* **Travail demandé**
Recopiez à l'identique chacune des lignes des données ci-dessous, sans en omettre ni en modifier aucune.

────────

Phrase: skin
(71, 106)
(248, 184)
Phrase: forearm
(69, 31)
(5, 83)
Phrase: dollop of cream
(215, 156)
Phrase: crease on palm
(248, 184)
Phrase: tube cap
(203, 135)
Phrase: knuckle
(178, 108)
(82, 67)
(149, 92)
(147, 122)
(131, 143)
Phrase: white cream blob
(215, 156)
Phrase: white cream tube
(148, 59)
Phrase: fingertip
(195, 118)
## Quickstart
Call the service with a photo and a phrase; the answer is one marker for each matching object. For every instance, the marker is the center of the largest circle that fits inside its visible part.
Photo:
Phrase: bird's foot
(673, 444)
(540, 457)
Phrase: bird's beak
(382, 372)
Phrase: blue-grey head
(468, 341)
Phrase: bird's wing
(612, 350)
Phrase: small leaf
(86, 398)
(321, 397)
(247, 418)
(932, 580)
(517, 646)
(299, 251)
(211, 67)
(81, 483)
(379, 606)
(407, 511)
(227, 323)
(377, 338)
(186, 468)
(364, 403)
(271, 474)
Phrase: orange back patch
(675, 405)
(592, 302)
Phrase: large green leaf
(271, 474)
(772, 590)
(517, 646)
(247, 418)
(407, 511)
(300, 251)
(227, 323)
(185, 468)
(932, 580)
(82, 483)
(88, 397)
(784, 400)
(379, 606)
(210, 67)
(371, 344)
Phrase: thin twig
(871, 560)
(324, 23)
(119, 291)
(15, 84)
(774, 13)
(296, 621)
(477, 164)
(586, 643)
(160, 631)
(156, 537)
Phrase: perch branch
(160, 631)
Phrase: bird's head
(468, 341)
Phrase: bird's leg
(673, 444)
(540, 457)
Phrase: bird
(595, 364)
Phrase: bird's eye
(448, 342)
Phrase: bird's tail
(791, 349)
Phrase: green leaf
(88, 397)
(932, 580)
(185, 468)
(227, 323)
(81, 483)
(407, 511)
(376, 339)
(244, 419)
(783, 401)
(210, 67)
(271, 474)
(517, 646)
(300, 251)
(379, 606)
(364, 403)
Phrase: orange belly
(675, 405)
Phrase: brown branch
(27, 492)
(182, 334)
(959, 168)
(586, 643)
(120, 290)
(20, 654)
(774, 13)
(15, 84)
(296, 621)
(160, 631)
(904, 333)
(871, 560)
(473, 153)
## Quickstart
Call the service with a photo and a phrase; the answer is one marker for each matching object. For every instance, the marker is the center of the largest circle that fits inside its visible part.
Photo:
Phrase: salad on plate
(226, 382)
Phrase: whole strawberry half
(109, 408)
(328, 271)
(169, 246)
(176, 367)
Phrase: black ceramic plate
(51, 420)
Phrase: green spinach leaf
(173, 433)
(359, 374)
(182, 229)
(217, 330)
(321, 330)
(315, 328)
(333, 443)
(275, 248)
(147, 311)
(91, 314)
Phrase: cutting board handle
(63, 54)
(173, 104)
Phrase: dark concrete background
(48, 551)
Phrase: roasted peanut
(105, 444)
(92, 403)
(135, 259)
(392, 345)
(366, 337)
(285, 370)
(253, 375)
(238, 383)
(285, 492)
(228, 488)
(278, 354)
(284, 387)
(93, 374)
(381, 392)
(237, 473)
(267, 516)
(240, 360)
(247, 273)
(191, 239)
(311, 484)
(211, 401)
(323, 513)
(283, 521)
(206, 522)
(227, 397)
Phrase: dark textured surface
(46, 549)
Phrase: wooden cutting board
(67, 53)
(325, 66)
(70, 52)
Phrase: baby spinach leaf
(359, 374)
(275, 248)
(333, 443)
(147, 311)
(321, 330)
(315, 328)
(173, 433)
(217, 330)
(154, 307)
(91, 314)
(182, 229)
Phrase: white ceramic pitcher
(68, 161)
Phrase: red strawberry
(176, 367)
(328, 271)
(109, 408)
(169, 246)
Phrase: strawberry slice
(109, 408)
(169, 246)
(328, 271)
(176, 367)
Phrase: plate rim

────────

* **Réponse attendue**
Phrase: skin
(71, 106)
(248, 184)
Phrase: forearm
(69, 31)
(5, 83)
Phrase: dollop of cream
(215, 156)
Phrase: crease on palm
(248, 184)
Phrase: tube cap
(203, 135)
Phrase: knuckle
(178, 108)
(82, 67)
(149, 92)
(147, 122)
(131, 143)
Phrase: white cream blob
(215, 156)
Phrase: white cream tube
(148, 59)
Phrase: fingertip
(195, 118)
## Quickstart
Call the service with a photo and a phrase; the answer is one marker for each matching object. For every instance, the marker is the center of the largest circle that fits inside its visible part.
Photo:
Phrase: bird's foot
(673, 444)
(540, 457)
Phrase: bird's beak
(382, 372)
Phrase: blue-grey head
(468, 341)
Phrase: bird's wing
(612, 350)
Phrase: small leaf
(86, 398)
(321, 397)
(247, 418)
(932, 580)
(517, 646)
(299, 251)
(211, 67)
(81, 483)
(379, 606)
(407, 511)
(227, 323)
(377, 338)
(186, 468)
(364, 403)
(271, 474)
Phrase: orange back patch
(675, 405)
(592, 302)
Phrase: large green leaf
(271, 474)
(772, 590)
(517, 646)
(247, 418)
(407, 511)
(300, 251)
(227, 323)
(185, 468)
(932, 580)
(82, 483)
(88, 397)
(784, 400)
(379, 606)
(210, 67)
(371, 344)
Phrase: thin twig
(871, 560)
(324, 23)
(119, 291)
(15, 84)
(774, 13)
(296, 621)
(477, 164)
(586, 643)
(160, 631)
(156, 537)
Phrase: perch branch
(160, 631)
Phrase: bird's head
(468, 341)
Phrase: bird's leg
(673, 444)
(540, 457)
Phrase: bird
(595, 364)
Phrase: bird's eye
(448, 342)
Phrase: bird's tail
(791, 349)
Phrase: green leaf
(88, 397)
(932, 580)
(185, 468)
(227, 323)
(81, 483)
(407, 511)
(376, 339)
(244, 419)
(783, 401)
(210, 67)
(271, 474)
(517, 646)
(300, 251)
(379, 606)
(364, 403)
Phrase: orange belly
(675, 405)
Phrase: brown branch
(27, 492)
(182, 334)
(959, 168)
(586, 643)
(120, 290)
(20, 654)
(774, 13)
(15, 84)
(296, 621)
(160, 631)
(904, 333)
(871, 560)
(473, 153)
## Quickstart
Call the service with a photo and a phrase; the answer is one marker for each matching object. For every instance, the marker is the center of the largest circle that fits inside its visible part.
Photo:
Phrase: salad on plate
(226, 382)
Phrase: whole strawberry half
(109, 408)
(328, 271)
(169, 246)
(176, 367)
Phrase: black ceramic plate
(51, 420)
Phrase: green spinach leaf
(173, 433)
(359, 374)
(182, 229)
(217, 330)
(321, 330)
(315, 328)
(333, 443)
(275, 248)
(147, 311)
(91, 314)
Phrase: cutting board handle
(63, 54)
(173, 104)
Phrase: dark concrete background
(48, 551)
Phrase: roasted peanut
(105, 444)
(92, 403)
(135, 259)
(392, 345)
(366, 337)
(285, 370)
(253, 375)
(238, 383)
(285, 492)
(228, 488)
(278, 354)
(284, 387)
(93, 374)
(381, 392)
(237, 473)
(267, 516)
(240, 360)
(247, 273)
(191, 239)
(311, 484)
(211, 401)
(323, 513)
(283, 521)
(206, 522)
(227, 397)
Phrase: dark textured surface
(46, 549)
Phrase: wooden cutting board
(67, 53)
(325, 66)
(70, 52)
Phrase: baby spinach leaf
(359, 374)
(275, 248)
(333, 443)
(147, 311)
(321, 330)
(315, 328)
(173, 433)
(217, 330)
(154, 307)
(91, 314)
(182, 229)
Phrase: white ceramic pitcher
(68, 161)
Phrase: red strawberry
(176, 367)
(328, 271)
(109, 408)
(169, 246)
Phrase: strawberry slice
(109, 408)
(169, 246)
(328, 271)
(176, 367)
Phrase: plate rim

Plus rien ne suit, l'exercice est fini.